** The input follows **
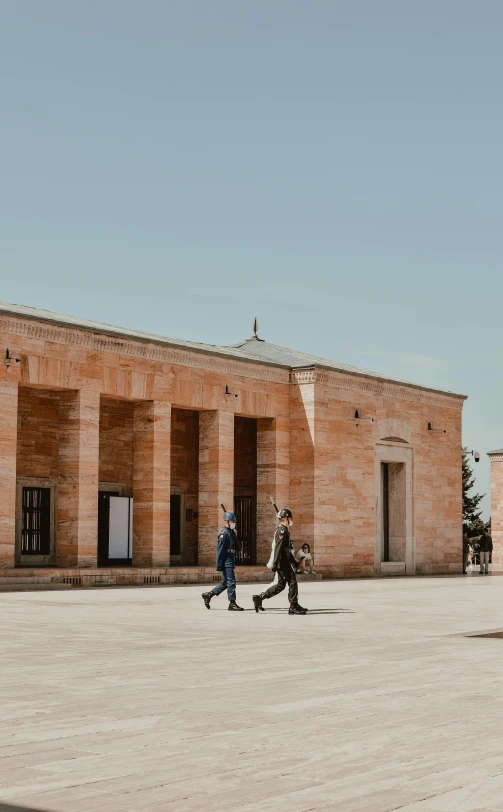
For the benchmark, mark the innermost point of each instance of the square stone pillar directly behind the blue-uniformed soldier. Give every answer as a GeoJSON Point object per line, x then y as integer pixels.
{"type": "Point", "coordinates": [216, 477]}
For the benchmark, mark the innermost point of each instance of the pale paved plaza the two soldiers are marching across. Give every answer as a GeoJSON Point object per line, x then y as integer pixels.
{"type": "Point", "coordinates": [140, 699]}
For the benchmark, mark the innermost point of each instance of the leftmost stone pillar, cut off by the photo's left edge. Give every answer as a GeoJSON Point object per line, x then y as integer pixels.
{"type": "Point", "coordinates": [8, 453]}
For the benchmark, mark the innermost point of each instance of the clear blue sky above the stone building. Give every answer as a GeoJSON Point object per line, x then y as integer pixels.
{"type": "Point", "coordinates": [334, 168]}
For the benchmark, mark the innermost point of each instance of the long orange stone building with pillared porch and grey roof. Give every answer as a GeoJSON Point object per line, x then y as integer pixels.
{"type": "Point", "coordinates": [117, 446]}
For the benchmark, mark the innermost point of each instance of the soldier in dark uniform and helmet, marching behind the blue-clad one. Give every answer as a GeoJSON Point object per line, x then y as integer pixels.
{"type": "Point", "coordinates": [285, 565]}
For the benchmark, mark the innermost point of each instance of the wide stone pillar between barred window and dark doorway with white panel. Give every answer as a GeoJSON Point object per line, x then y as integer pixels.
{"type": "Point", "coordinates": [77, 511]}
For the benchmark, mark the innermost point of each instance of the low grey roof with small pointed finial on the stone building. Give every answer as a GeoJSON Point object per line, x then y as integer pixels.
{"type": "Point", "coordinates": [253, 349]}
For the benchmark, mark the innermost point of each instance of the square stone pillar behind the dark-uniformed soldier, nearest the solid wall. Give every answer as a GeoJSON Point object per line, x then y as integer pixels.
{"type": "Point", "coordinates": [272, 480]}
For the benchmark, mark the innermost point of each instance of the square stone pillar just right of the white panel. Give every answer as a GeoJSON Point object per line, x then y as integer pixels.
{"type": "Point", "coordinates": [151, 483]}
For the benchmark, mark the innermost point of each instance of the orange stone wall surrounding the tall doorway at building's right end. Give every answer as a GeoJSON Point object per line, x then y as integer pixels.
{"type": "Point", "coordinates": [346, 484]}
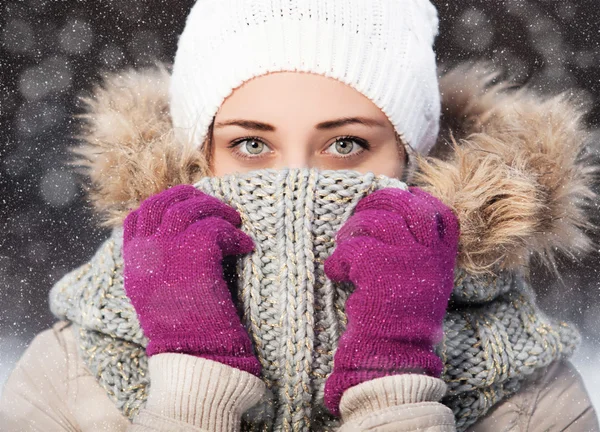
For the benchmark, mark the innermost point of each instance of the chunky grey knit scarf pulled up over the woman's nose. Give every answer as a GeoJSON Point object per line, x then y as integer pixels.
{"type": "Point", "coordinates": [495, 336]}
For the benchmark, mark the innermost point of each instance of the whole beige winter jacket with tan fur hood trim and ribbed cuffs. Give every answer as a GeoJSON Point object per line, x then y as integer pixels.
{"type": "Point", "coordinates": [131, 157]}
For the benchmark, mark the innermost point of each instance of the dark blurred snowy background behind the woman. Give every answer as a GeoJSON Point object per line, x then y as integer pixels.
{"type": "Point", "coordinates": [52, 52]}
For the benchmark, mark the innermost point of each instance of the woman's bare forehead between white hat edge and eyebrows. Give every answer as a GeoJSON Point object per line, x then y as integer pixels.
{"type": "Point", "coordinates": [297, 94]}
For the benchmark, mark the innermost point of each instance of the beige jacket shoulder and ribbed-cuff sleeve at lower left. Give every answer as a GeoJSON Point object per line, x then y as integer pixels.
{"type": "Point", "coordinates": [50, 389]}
** End of The input **
Exercise requirements>
Print each line, exactly as written, from the one that contains "of the woman's" to the end of the data above, with both end lines included and nothing else.

Exercise output>
For the benchmark, mark the innermost point of each instance of the woman's bare forehead between white hat edge and eyebrows. Give every answer as a GeoJSON Point object per line, x then y as integer pixels.
{"type": "Point", "coordinates": [297, 94]}
For the benchmark, mark the innermost point of each instance of the beige jacket shoulder and ribbed-cuff sleeve at lower left. Give every answer as a GeoJSON Point object per line, x then y as integer pixels.
{"type": "Point", "coordinates": [50, 389]}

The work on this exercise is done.